[start INPUT]
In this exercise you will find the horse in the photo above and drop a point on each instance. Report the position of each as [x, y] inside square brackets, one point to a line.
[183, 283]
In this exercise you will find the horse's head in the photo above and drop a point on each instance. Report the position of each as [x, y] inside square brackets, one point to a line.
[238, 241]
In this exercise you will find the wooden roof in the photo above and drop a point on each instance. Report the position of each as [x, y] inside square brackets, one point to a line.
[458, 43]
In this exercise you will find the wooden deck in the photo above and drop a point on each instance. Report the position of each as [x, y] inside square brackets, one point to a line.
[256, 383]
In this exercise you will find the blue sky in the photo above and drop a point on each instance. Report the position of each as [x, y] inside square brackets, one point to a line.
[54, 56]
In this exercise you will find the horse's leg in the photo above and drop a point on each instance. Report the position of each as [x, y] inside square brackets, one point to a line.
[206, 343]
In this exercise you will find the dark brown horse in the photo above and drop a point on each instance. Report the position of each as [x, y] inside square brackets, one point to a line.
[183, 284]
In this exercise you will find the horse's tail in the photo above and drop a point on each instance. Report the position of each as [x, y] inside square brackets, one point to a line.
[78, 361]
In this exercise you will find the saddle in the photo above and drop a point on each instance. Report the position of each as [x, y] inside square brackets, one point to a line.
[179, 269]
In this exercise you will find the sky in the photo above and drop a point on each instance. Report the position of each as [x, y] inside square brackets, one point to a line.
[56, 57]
[end INPUT]
TASK PROMPT: Reproduce the records from the line containing "In this exercise you will find the sky" through the end of the records, substituting "parentheses" for "square brackets" and changing nothing else.

ANSWER TO THE EXERCISE:
In this exercise you will find the sky in the photo above and drop a point on each instance. Report the position of each as [x, y] inside parentheses, one point to a line.
[56, 57]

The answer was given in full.